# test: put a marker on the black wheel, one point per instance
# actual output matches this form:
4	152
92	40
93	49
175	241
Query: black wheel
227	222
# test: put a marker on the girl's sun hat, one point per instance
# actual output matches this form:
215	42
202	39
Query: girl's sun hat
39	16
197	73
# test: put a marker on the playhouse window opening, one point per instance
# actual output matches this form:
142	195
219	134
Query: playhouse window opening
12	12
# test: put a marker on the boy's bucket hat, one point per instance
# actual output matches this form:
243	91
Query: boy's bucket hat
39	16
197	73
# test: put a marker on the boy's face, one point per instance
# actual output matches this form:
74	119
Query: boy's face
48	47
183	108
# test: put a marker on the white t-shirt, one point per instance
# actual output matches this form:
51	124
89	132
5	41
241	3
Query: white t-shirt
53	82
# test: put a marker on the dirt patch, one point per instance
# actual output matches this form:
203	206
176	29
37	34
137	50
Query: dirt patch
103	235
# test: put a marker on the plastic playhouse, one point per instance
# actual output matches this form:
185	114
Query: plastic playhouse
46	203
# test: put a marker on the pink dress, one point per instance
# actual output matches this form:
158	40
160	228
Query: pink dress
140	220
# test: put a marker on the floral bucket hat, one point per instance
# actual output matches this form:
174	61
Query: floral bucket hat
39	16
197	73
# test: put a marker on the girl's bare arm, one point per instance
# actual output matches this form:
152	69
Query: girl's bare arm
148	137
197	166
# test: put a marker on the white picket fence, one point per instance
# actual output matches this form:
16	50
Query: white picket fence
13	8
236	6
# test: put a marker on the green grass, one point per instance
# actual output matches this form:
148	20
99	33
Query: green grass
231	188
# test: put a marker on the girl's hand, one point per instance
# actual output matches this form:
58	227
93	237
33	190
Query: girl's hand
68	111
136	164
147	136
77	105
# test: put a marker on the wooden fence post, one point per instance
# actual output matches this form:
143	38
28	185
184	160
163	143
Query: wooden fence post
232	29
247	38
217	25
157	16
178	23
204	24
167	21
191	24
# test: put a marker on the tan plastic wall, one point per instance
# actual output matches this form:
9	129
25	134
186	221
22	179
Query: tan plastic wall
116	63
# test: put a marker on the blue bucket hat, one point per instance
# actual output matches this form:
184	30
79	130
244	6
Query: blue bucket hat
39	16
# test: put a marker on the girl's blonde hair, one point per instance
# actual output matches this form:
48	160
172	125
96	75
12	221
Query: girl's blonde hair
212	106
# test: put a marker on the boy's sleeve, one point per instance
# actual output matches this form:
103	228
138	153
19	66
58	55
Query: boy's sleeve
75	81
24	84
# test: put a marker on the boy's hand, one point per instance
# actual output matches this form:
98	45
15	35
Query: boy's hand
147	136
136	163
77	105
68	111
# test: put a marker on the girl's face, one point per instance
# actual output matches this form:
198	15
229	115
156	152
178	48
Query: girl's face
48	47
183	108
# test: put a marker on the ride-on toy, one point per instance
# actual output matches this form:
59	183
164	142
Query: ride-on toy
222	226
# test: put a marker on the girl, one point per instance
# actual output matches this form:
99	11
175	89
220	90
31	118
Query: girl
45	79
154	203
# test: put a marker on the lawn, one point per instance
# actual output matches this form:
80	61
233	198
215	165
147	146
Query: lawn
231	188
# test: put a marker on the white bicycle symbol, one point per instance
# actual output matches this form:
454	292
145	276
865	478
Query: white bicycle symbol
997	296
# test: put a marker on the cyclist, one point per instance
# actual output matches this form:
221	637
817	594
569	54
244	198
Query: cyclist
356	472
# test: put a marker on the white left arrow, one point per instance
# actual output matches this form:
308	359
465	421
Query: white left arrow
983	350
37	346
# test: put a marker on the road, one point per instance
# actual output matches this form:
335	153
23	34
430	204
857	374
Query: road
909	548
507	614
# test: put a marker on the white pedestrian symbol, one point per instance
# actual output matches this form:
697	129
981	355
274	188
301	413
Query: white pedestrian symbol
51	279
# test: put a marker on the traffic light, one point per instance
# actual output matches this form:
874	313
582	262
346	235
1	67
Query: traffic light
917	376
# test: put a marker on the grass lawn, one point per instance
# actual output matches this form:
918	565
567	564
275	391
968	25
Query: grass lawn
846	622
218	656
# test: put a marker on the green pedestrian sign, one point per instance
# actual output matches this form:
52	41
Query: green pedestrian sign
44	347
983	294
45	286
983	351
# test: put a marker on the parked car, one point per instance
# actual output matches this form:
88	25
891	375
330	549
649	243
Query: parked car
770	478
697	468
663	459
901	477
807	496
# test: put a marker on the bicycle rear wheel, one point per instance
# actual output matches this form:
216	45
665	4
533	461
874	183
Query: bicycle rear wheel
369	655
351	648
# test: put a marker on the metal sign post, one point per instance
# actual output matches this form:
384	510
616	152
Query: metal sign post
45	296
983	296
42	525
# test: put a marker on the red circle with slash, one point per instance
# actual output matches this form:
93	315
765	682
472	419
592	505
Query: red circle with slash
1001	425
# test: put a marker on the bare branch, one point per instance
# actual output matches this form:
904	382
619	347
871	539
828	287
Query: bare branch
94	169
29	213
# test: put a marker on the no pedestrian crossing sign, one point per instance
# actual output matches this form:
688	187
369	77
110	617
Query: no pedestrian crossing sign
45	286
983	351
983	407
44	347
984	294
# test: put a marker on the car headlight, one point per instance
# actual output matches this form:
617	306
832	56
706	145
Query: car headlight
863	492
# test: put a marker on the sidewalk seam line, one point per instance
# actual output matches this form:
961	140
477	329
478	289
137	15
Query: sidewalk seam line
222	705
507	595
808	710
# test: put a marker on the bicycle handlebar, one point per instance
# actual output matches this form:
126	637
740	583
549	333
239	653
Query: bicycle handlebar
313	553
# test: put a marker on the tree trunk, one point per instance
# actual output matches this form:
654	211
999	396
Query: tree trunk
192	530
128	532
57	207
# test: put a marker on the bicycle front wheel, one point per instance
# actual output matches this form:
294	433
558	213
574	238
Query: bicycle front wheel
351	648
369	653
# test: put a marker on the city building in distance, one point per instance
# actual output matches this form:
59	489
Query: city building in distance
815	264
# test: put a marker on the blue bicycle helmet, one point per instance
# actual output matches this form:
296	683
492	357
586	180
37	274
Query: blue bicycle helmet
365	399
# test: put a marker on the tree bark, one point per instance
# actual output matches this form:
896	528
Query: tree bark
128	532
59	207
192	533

○ ○ ○ ○ ○ ○ ○

Each line above should be copied exactly, with no line missing.

# test: put a marker on the black wheel, one point per instance
# actual output matches this form:
4	152
92	40
93	49
175	241
Query: black wheel
227	222
# test: put a marker on the girl's sun hat, one point per instance
# actual output matches this form:
215	42
202	39
Query: girl's sun hat
39	16
197	73
# test: put a marker on the playhouse window opening, one point per instance
# actual output matches this form:
142	195
219	134
Query: playhouse window opening
12	12
# test: put a marker on the boy's bucket hat, one point per instance
# actual output matches this form:
243	91
Query: boy's bucket hat
39	16
197	73
# test: put a marker on the boy's face, one point per instance
# actual output matches this form:
74	119
Query: boy's face
48	47
183	108
# test: put a marker on the white t-shirt, one point per instance
# actual output matches this form:
51	124
89	132
5	41
241	3
Query: white t-shirt
53	82
# test: put a marker on the dirt patch, one point per instance
# actual output matches this form:
203	206
176	29
37	34
137	50
Query: dirt patch
103	235
# test: put a marker on the plastic playhouse, one point per instance
# actual output matches this form:
185	114
Query: plastic playhouse
46	203
# test: put a marker on the pink dress, one point per instance
# actual output matches this form:
158	40
160	228
Query: pink dress
140	220
# test: put a marker on the floral bucket hat, one point per instance
# actual output matches this form:
174	61
Query: floral bucket hat
39	16
197	73
# test: put a marker on the girl's bare arm, one point per instance
# actual output matches this form:
152	69
Query: girl's bare arm
148	137
197	166
# test: put a marker on the white picket fence, one point per instance
# actual output matches this form:
16	50
Query: white picket fence
13	8
236	6
# test: put a marker on the green grass, one point per instance
# actual output matches this form:
148	20
99	33
Query: green grass
231	188
# test: put a marker on the girl's hand, one point per instance
# actual output matches this form:
58	227
93	237
33	190
Query: girl's hand
68	111
136	164
147	136
77	105
# test: put a marker on the wooden fence post, one point per instance
# actual output matches this form:
143	38
28	185
184	160
163	143
Query: wooden fence post
232	29
247	38
217	25
157	16
178	23
204	24
167	21
191	24
# test: put a marker on the tan plastic wall, one point per instance
# actual output matches this form:
9	129
25	134
186	221
22	179
Query: tan plastic wall
116	63
# test: put a marker on the blue bucket hat, one point per instance
# actual output matches this form:
184	30
79	130
244	6
Query: blue bucket hat
39	16
# test: put a marker on the girl's blonde hair, one point per instance
# actual output matches this form:
48	160
172	125
96	75
12	221
Query: girl's blonde hair
212	106
# test: put a marker on the boy's sleeve, one point per instance
# actual output matches this form:
103	228
138	153
19	66
58	55
Query: boy's sleeve
75	81
24	84
# test: put a marker on the boy's hand, one point per instance
# actual output matches this form:
98	45
15	35
Query: boy's hand
147	136
136	163
77	105
68	111
# test: put a marker on the girl's face, one point per instance
# actual output matches this form:
198	15
229	115
156	152
178	48
Query: girl's face
48	47
183	108
# test: put a marker on the ride-on toy, one point per instance
# actual output matches this form:
59	183
164	142
Query: ride-on toy
222	226
# test: put a marker on the girl, one point per instance
# actual output matches this form:
99	11
175	89
220	90
31	118
Query: girl
45	79
154	203
# test: put a marker on the lawn, one point per instance
# actual output matches this form:
80	61
233	198
215	165
147	146
Query: lawn
231	188
# test: put a marker on the white bicycle symbol, one point per instance
# actual output matches this form:
454	292
145	276
865	478
Query: white bicycle symbol
997	296
# test: put a marker on the cyclist, one point per instance
# actual output matches this form:
221	637
817	594
569	54
244	198
Query: cyclist
356	472
# test: put a marker on the white left arrow, one point per instance
# actual output matches this form:
308	359
465	421
Query: white left arrow
983	350
37	346
# test: put a marker on the road, one point per instance
# actual output matches this form:
335	153
23	34
430	204
857	374
Query: road
909	548
507	614
# test: put a marker on the white pedestrian symbol, one point per instance
# actual output matches this form:
697	129
981	355
274	188
301	413
Query: white pedestrian symbol
51	279
# test: put a marker on the traffic light, one point per instance
# actual output matches this form:
874	313
582	262
346	235
1	67
Query: traffic light
917	376
# test: put a marker on the grass lawn, one point per instance
# actual output matches this form:
918	565
567	564
275	391
968	25
Query: grass lawn
846	622
218	656
# test: put a marker on the green pedestrian sign, one point per instance
# actual output matches this form:
52	41
Query: green pedestrian sign
44	347
983	294
45	286
983	351
# test: put a marker on the parked car, one point per instance
# actual output matches this form:
88	25
891	375
330	549
649	243
Query: parked car
770	478
697	468
663	459
901	477
807	496
# test: put a marker on the bicycle rear wheel, one point per instance
# actual output matches this form:
216	45
665	4
533	461
874	183
Query: bicycle rear wheel
369	655
351	648
# test: put a marker on the metal sign post, one point per instance
# actual output matches this form:
384	510
616	152
Query: metal sign post
45	296
983	296
42	525
# test: put a marker on the red circle with slash, one point per instance
# actual output matches this form:
93	315
765	682
472	419
592	505
Query: red circle with slash
1001	425
# test: put a marker on the bare branch, one point per instance
# actual output matches this form:
904	382
619	347
871	539
828	287
Query: bare branch
94	169
29	213
# test: put a marker on the no pedestrian crossing sign, one point per instance
# actual output matches this form:
688	187
369	77
110	617
Query: no pedestrian crossing sign
45	286
983	351
983	407
44	347
984	294
# test: put a marker on the car headlight, one point per instance
# actual output matches this form:
617	306
832	56
706	145
Query: car headlight
863	492
# test: put a marker on the sidewalk seam line, one point per instance
# actual output matches this form:
961	140
477	329
478	289
137	15
Query: sidewalk seam line
222	705
507	595
808	710
# test: put a marker on the bicycle handlebar, one point per instance
# actual output matches this form:
126	637
740	583
549	333
239	653
Query: bicycle handlebar
313	553
# test: put a marker on the tree trunk, one point per instance
# actual output matches this form:
654	211
999	396
Query: tree trunk
192	530
128	532
57	207
# test: put a marker on the bicycle front wheel, one point per instance
# actual output matches this form:
294	433
558	213
574	238
Query: bicycle front wheel
351	648
369	653
# test: put a marker on the city building in distance, one point per instance
# actual output matches this form:
59	489
Query: city building in distance
815	264
# test: put a marker on the blue bicycle helmet, one point per instance
# actual output matches this form:
296	683
492	357
586	180
37	274
Query: blue bicycle helmet
365	399
# test: put a marker on the tree bark, one point per instance
# actual output matches this form:
896	528
Query: tree bark
128	532
59	207
192	533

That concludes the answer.